La historia comienza con Nader y Simir (los protagonistas) acudiendo al tribunal para solicitar el divorcio: ella quiere ir al extranjero porque --como mujer, aunque esto no se puede decir-- allí tendrá más oportunidades. Pero quiere llevarse a su hija de once años, y para eso necesita el permiso del padre, que se resiste a dejarlas marchar. Nader se opone porque necesita que alguien --su mujer, aunque esto tampoco se puede decir-- cuide de su anciano padre, enfermo de Alzheimer. A partir de ahí, una cotidiana e impensable cadena de acontecimientos provoca constantes vaivenes en nuestra percepción de cada protagonista: al principio Nader parece un buen hombre y Simin una egoísta, pero luego todo cambia y parece más bien al revés; más adelante, con la entrada de nuevos personajes, la cosa vuelve a cambiar, y luego otra vez, con nuevos sucesos que vuelven a modificar nuestras impresiones. Cada personaje hace un complejo recorrido que incluye la necesidad, la conveniencia, la piedad y la vergüenza de admitir ante los hijos sus propias miserias; mientras tanto, el espectador salta de uno a otro en sus preferencias, esperando en vano que la historia designe un protagonista íntegro. Todo ello narrado a una velocidad considerable, sin recrearse en paradojas ni enfatizar el drama barato. Las escenas y las conversaciones son suficientes para provocar el interés. Nader y Simin, una separación es de esa clase de películas que adoro: te llevan, te traen, te dan mil vueltas y al final te dejan muy cerca de donde empezaste, a pesar de que creías que estabas muy lejos.

____________

• _Consigna_: Prolonga la reseña de la película «Nader y Simin, una separación» a partir de su última frase.

(Entradas de una fuente de datos)
____________

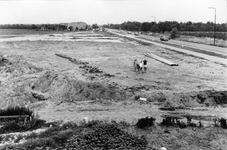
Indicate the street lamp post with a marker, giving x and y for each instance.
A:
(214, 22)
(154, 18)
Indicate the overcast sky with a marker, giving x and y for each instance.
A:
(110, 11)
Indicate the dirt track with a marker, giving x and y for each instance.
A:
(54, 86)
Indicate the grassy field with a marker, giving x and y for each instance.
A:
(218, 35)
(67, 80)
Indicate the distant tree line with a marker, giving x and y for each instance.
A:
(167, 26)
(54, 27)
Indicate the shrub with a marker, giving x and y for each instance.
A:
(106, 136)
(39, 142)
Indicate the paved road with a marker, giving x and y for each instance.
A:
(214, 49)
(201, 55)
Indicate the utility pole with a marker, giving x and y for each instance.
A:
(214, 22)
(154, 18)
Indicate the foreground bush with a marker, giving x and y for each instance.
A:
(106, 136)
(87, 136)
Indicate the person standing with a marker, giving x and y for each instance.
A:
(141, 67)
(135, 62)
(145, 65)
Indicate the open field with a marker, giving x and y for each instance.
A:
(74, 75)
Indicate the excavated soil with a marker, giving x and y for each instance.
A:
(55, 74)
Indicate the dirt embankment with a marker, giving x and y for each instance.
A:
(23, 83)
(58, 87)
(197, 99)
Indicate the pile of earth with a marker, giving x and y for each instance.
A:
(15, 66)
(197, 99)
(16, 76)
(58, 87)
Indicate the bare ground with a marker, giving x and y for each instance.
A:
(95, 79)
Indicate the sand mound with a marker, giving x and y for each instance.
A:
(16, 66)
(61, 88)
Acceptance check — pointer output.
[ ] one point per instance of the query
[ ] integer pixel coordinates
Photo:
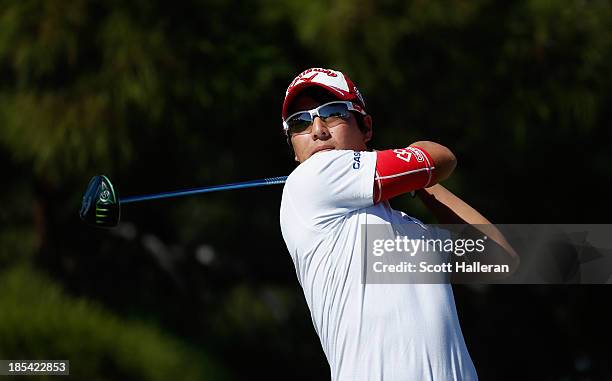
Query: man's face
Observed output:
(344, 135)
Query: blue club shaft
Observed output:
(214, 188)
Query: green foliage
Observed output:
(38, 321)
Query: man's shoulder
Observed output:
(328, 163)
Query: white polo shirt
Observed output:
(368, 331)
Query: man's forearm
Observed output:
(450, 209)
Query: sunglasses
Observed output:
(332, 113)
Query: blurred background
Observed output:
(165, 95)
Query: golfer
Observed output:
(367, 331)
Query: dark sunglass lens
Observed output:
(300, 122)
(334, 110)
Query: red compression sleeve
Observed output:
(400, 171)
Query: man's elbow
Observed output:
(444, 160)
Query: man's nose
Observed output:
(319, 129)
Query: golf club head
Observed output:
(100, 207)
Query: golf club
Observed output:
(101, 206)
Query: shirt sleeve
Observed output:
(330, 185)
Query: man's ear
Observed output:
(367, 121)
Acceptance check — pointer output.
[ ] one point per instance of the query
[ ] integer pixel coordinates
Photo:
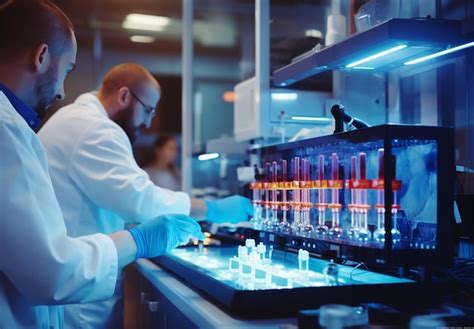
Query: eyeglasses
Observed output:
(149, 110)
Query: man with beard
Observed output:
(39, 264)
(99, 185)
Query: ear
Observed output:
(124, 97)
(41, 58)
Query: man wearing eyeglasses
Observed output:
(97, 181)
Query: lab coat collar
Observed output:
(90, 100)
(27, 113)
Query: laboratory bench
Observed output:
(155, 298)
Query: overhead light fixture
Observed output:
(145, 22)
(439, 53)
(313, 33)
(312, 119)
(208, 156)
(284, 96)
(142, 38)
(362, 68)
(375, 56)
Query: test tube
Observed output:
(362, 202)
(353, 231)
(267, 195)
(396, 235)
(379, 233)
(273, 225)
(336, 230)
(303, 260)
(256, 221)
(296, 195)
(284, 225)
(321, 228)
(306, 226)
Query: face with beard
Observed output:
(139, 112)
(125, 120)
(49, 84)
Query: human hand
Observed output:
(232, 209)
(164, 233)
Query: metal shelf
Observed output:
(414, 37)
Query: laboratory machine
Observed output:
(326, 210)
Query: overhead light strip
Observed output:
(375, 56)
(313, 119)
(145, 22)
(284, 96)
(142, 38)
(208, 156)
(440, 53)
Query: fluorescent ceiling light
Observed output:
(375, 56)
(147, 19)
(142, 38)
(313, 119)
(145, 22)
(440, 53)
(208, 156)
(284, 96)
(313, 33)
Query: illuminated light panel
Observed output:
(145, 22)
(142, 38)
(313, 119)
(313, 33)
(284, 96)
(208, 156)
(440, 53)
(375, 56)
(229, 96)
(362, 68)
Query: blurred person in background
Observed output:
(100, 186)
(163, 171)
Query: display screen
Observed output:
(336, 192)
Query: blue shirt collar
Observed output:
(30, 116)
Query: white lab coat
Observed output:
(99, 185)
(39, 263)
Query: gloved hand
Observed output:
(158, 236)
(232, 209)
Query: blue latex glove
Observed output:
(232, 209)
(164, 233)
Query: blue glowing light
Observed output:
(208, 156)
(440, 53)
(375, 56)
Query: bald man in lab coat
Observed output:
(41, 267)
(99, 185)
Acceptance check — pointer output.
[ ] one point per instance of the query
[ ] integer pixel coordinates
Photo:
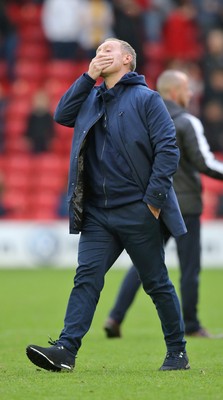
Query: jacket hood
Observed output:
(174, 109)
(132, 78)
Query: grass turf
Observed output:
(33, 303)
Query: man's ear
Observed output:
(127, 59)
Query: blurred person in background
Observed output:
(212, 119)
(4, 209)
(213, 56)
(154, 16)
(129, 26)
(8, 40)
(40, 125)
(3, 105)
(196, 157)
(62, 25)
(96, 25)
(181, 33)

____________

• _Respuesta_:
Además del guión sólido y el tratamiento ágil, desde nuestro punto de vista occidental, cabe destacar otro elemento extracinematográfico, que también es un mérito de Farhadi, no de nuestra mirada como espectadores culturalmente ajenos: a la intriga principal, manejada con auténtico sentido del suspense, se superpone un minucioso y fiel retrato de la sociedad iraní actual. Irán es un país moderno, con una clase media fuertemente occidentalizada en lo que se refiere al estilo de vida, pero bajo esa fachada sigue fluyendo --y actuando-- una moral férreamente patriarcal en la que la mujer no puede hacer literalmente nada sin el permiso del hombre (llevarse una hija al extranjero, cambiar a un anciano, ir a trabajar fuera de casa). Una sociedad en apariencia moderna en la que el machismo asoma en cada revuelta del argumento y de la vida cotidiana, igual que sucedía en A propósito de Elly: siempre pequeñas transgresiones en forma de leyes y tradiciones ancestrales cuyo correlato práctico actúa como una ética pública en lugar de una moral privada. Y finalmente la religión: jurar por el Corán sigue siendo, en caso de litigio y duda, el último criterio de verdad aceptado por unanimidad. Así, cuando la justicia ordinaria es incapaz de establecer lo sucedido o designar un culpable, el juramento por el libro sagrado debe servir a los litigantes para resolver sus diferencias al margen del sistema. Igual que sucedía en su anterior filme, esta extraña mezcla de modernidad y desigualdad que es el Irán actual es el escenario perfecto para las ficciones de Farhadi. Me pregunto cómo encajarían sus magníficos dramas en un país donde ese contraste no fuera tan acusado. Si eliminamos esta paradoja, creo que buena parte de su valor dramático se evaporaría como gotas de agua en un volcán.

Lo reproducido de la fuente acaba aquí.